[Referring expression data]
- - -
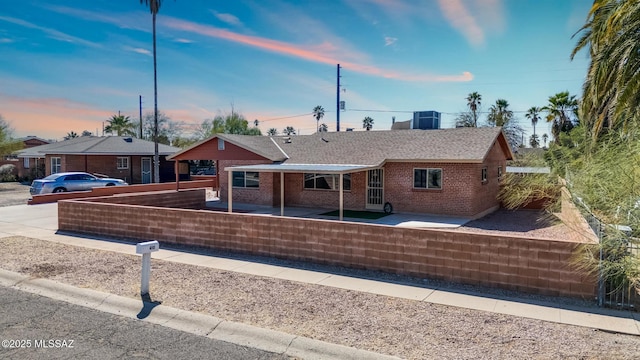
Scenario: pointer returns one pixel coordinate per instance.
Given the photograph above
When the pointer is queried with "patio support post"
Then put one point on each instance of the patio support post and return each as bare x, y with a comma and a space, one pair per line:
281, 193
176, 168
230, 191
341, 183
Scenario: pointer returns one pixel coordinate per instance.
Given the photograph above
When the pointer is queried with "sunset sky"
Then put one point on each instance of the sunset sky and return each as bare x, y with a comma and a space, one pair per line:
70, 65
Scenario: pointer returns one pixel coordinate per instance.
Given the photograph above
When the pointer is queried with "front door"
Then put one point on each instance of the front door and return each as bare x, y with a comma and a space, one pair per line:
146, 170
375, 189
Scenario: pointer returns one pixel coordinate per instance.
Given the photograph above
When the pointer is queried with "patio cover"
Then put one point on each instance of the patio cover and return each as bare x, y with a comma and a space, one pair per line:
297, 168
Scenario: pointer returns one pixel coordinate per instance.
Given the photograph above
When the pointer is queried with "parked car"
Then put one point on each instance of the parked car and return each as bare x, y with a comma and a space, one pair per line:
71, 181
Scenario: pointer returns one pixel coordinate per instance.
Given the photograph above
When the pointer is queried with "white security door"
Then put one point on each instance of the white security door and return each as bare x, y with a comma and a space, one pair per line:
146, 170
375, 189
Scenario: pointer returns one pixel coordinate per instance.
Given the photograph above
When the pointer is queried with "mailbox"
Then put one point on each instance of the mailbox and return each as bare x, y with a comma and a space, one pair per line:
147, 247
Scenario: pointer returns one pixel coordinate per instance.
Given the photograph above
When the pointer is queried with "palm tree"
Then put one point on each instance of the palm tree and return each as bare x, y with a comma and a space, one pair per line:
473, 102
534, 141
532, 114
499, 113
318, 113
71, 135
154, 7
611, 94
367, 123
559, 111
120, 125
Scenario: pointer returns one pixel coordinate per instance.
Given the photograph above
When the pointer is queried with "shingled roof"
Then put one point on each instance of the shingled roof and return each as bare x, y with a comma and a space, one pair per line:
373, 148
93, 145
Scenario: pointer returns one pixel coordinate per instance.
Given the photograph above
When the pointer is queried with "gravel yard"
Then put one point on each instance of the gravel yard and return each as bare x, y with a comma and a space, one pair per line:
13, 193
405, 328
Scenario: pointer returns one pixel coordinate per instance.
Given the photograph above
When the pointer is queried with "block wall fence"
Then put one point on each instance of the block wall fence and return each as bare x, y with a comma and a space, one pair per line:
516, 263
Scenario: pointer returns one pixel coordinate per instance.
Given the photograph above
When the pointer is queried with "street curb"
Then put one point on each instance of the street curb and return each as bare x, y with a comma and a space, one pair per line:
191, 322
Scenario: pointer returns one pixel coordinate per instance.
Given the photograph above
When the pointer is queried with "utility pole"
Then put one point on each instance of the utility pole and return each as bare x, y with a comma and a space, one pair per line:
140, 116
338, 101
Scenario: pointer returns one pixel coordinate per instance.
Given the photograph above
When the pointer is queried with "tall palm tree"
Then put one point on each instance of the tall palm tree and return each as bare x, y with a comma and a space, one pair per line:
532, 114
367, 123
560, 111
120, 125
154, 7
473, 102
499, 113
318, 113
611, 93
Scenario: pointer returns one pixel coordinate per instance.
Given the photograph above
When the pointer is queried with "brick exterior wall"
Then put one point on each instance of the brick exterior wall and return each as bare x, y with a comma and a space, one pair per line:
516, 263
463, 192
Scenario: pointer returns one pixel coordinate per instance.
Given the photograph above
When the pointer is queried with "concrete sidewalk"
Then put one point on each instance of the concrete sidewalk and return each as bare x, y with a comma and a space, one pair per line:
40, 222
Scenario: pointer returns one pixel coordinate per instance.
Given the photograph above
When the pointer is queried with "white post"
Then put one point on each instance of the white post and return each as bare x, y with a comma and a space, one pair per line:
341, 183
229, 191
146, 248
146, 274
281, 194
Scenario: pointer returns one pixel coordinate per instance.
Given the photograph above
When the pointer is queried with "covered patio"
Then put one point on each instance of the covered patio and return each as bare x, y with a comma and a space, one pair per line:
297, 168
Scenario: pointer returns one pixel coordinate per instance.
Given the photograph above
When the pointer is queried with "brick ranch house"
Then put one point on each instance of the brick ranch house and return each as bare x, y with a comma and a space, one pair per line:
121, 157
26, 167
451, 172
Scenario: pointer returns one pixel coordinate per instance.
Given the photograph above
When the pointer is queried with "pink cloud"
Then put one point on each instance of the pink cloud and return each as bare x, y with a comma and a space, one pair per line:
319, 53
460, 18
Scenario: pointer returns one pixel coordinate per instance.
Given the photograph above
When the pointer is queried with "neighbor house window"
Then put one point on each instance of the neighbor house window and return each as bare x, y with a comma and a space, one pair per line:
246, 179
427, 178
56, 165
326, 181
123, 162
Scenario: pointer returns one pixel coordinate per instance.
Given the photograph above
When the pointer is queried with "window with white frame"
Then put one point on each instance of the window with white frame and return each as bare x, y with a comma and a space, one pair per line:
56, 165
246, 179
122, 162
326, 181
427, 178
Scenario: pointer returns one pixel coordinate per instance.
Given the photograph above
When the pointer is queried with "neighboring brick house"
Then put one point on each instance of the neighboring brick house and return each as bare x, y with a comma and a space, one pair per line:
121, 157
446, 172
26, 168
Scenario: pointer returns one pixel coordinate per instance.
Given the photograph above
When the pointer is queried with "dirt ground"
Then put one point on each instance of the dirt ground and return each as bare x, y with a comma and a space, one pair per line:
14, 193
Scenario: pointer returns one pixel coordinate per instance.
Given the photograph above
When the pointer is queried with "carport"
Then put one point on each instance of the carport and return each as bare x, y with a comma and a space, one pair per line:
297, 168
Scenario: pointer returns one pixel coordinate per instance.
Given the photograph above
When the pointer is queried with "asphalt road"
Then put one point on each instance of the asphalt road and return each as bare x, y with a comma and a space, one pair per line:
36, 327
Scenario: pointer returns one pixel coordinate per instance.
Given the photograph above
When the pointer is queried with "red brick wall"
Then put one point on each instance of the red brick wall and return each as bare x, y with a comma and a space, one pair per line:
517, 263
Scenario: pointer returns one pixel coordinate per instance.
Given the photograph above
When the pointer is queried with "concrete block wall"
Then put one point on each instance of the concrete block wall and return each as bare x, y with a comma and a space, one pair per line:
517, 263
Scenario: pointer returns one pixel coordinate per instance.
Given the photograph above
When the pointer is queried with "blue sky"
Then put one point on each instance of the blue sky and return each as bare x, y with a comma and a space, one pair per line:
69, 65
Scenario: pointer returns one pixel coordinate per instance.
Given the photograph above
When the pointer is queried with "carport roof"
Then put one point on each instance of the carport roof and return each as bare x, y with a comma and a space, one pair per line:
303, 168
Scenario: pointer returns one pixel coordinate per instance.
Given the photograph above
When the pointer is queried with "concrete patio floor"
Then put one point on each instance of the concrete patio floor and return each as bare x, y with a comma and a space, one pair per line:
394, 219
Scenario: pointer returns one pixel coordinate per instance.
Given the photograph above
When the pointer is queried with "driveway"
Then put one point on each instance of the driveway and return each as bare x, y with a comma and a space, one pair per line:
14, 193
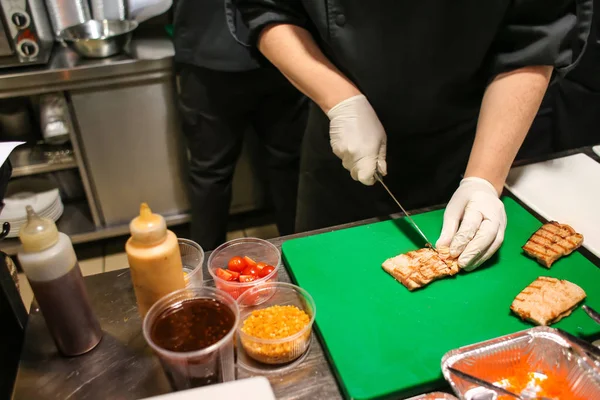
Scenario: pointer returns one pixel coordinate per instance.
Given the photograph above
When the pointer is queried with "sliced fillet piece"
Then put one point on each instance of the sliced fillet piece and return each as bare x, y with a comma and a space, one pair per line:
418, 268
547, 300
551, 242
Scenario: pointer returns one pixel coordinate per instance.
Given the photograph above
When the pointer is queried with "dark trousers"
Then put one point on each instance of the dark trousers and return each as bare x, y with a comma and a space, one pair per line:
217, 108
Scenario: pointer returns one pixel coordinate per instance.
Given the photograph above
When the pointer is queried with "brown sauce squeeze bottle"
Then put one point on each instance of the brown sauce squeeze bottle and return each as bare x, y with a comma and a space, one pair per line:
49, 261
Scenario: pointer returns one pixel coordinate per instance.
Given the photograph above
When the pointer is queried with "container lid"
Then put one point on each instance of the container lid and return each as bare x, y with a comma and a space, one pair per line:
148, 228
38, 233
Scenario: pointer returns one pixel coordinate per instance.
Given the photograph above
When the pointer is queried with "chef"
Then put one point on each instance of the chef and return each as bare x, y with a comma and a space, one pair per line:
225, 93
425, 92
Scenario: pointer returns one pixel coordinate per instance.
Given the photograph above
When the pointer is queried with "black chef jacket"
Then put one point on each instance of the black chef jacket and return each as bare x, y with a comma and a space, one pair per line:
202, 37
424, 66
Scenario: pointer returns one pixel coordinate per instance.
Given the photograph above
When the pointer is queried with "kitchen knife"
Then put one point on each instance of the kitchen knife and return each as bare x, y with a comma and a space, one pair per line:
412, 222
592, 313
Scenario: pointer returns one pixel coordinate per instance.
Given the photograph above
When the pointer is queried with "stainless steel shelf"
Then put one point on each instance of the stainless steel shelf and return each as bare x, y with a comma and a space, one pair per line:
34, 160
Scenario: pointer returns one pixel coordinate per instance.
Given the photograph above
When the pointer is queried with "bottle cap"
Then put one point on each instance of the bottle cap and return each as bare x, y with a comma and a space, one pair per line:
38, 233
148, 228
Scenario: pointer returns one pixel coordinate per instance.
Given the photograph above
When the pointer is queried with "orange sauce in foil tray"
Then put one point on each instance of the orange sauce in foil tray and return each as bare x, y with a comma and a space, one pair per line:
537, 384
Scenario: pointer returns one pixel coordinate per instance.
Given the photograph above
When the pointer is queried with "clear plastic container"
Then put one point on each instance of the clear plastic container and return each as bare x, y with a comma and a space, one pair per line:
- - -
-- Problem description --
The lines holding the word "clear" are the answer. Pull them out of the records and copy them.

-- Solution to this problem --
When the pointer is queried with "clear plastic container"
Then put one point on each instance of the clear plastic container and return each as bare x, y with a comma and a space, one pair per line:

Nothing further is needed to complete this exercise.